RECORDS SHOWN

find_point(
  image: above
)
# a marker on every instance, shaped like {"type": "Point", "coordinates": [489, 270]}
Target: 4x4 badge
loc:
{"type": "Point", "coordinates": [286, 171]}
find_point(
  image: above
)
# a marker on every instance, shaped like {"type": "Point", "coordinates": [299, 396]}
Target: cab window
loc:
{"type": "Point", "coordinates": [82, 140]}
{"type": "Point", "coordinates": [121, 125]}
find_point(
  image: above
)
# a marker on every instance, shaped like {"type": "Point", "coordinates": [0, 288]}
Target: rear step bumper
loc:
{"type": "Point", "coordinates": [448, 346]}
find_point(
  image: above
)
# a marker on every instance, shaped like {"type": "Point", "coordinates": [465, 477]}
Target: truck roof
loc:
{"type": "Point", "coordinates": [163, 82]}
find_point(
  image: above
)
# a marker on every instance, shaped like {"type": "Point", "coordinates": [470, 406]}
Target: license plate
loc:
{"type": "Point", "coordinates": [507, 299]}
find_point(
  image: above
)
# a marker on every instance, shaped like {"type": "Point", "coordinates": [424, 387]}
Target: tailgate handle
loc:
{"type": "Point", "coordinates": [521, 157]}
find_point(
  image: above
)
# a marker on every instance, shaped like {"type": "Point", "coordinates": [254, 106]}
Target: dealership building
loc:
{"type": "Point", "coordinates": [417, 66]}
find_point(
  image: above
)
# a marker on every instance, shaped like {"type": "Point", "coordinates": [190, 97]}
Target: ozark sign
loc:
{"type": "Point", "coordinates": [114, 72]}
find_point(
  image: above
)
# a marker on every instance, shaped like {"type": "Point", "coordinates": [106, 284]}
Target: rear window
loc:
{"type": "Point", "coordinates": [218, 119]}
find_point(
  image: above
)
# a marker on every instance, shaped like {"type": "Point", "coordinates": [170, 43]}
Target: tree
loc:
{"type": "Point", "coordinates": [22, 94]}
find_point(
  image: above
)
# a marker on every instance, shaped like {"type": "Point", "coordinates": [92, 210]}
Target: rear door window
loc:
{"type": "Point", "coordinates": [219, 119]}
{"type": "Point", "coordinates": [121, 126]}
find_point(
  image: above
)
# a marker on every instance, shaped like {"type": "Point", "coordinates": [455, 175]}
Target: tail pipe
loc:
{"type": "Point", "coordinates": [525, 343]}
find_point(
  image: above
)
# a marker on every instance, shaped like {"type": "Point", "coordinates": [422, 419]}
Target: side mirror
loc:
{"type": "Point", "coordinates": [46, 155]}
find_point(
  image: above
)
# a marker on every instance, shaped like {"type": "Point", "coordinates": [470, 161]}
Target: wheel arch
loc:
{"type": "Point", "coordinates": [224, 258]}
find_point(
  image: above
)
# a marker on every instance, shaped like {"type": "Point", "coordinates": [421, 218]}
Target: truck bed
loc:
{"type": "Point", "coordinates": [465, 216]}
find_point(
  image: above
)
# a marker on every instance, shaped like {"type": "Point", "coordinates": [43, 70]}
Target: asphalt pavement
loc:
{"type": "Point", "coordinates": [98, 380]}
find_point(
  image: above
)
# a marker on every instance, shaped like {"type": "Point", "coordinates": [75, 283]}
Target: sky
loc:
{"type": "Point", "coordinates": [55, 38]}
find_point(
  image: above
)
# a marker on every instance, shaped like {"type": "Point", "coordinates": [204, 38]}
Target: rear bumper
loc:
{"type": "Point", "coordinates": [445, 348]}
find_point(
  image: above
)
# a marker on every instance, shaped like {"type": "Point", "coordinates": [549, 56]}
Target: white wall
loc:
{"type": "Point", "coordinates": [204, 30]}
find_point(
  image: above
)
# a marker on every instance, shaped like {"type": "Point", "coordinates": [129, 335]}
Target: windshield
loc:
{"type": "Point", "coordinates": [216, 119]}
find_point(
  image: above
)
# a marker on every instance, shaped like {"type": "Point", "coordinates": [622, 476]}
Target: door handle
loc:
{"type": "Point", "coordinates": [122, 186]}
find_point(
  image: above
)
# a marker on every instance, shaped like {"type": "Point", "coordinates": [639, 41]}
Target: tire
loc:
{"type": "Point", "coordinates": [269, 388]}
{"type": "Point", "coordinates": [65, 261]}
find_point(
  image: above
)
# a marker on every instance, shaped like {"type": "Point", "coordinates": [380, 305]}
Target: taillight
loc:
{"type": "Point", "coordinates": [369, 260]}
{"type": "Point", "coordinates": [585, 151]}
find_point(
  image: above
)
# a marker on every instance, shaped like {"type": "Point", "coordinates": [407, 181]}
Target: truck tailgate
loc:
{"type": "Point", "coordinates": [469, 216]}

DIRECTIVE
Your task is to transcribe the material exactly.

ANSWER FOR THE TASK
find_point(
  image: above
)
# a marker on every instance, shaped like {"type": "Point", "coordinates": [489, 270]}
Target: 4x4 badge
loc:
{"type": "Point", "coordinates": [286, 171]}
find_point(
  image: above
)
# a marker on every instance, shaped like {"type": "Point", "coordinates": [299, 396]}
Target: cab window
loc:
{"type": "Point", "coordinates": [82, 140]}
{"type": "Point", "coordinates": [121, 125]}
find_point(
  image: above
)
# a marker on every instance, shaped like {"type": "Point", "coordinates": [0, 288]}
Target: rear step bumper
loc:
{"type": "Point", "coordinates": [448, 346]}
find_point(
  image: above
)
# a marker on every instance, shaped like {"type": "Point", "coordinates": [465, 477]}
Target: truck roof
loc:
{"type": "Point", "coordinates": [163, 82]}
find_point(
  image: above
)
# a marker on every instance, shaped like {"type": "Point", "coordinates": [470, 406]}
Target: license plate
loc:
{"type": "Point", "coordinates": [507, 299]}
find_point(
  image: above
)
# a marker on every instance, shaped like {"type": "Point", "coordinates": [424, 387]}
Target: tailgate handle
loc:
{"type": "Point", "coordinates": [521, 157]}
find_point(
  image: above
)
# a marker on every instance, shaped like {"type": "Point", "coordinates": [254, 106]}
Target: dealership building
loc:
{"type": "Point", "coordinates": [417, 66]}
find_point(
  image: above
)
# a marker on every instance, shaped like {"type": "Point", "coordinates": [190, 97]}
Target: ozark sign
loc:
{"type": "Point", "coordinates": [114, 72]}
find_point(
  image: above
)
# a marker on every instance, shaped like {"type": "Point", "coordinates": [106, 284]}
Target: rear window
loc:
{"type": "Point", "coordinates": [218, 119]}
find_point(
  image: above
)
# a marker on every instance, shaped like {"type": "Point", "coordinates": [170, 43]}
Target: tree
loc:
{"type": "Point", "coordinates": [22, 94]}
find_point(
  image: above
)
# a marker on every instance, shaped like {"type": "Point", "coordinates": [92, 210]}
Target: rear door window
loc:
{"type": "Point", "coordinates": [219, 119]}
{"type": "Point", "coordinates": [121, 126]}
find_point(
  image: above
)
# a marker on every instance, shaped like {"type": "Point", "coordinates": [455, 175]}
Target: tail pipe
loc:
{"type": "Point", "coordinates": [525, 343]}
find_point(
  image: above
)
# a marker on every instance, shaped like {"type": "Point", "coordinates": [422, 419]}
Target: side mirror
loc:
{"type": "Point", "coordinates": [46, 155]}
find_point(
  image: above
)
# a marker on every instance, shaped like {"type": "Point", "coordinates": [470, 161]}
Target: wheel arch
loc:
{"type": "Point", "coordinates": [224, 258]}
find_point(
  image: above
)
# a marker on every instance, shaped like {"type": "Point", "coordinates": [421, 218]}
Target: truck bed
loc:
{"type": "Point", "coordinates": [465, 216]}
find_point(
  image: above
)
# a marker on every instance, shaped like {"type": "Point", "coordinates": [43, 70]}
Target: asphalt pavement
loc:
{"type": "Point", "coordinates": [98, 380]}
find_point(
  image: above
)
# a marker on every instance, shaped like {"type": "Point", "coordinates": [75, 283]}
Target: sky
loc:
{"type": "Point", "coordinates": [55, 38]}
find_point(
  image: above
)
# a marker on every instance, shaped like {"type": "Point", "coordinates": [204, 38]}
Target: rear bumper
loc:
{"type": "Point", "coordinates": [445, 348]}
find_point(
  image: above
)
# a marker on every instance, shaped like {"type": "Point", "coordinates": [549, 56]}
Target: white wall
loc:
{"type": "Point", "coordinates": [204, 30]}
find_point(
  image: above
)
# a marker on every instance, shaped like {"type": "Point", "coordinates": [129, 335]}
Target: windshield
loc:
{"type": "Point", "coordinates": [216, 119]}
find_point(
  image: above
)
# a marker on every instance, shaped like {"type": "Point", "coordinates": [622, 476]}
Target: door handle
loc:
{"type": "Point", "coordinates": [122, 186]}
find_point(
  image: above
)
# a marker on every instance, shaped like {"type": "Point", "coordinates": [639, 41]}
Target: tire
loc:
{"type": "Point", "coordinates": [269, 388]}
{"type": "Point", "coordinates": [65, 261]}
find_point(
  image: above
)
# a marker on every instance, shaped like {"type": "Point", "coordinates": [380, 305]}
Target: taillight
loc:
{"type": "Point", "coordinates": [369, 260]}
{"type": "Point", "coordinates": [585, 151]}
find_point(
  image: above
)
# a marker on every instance, shaped like {"type": "Point", "coordinates": [407, 181]}
Target: truck tailgate
loc:
{"type": "Point", "coordinates": [469, 216]}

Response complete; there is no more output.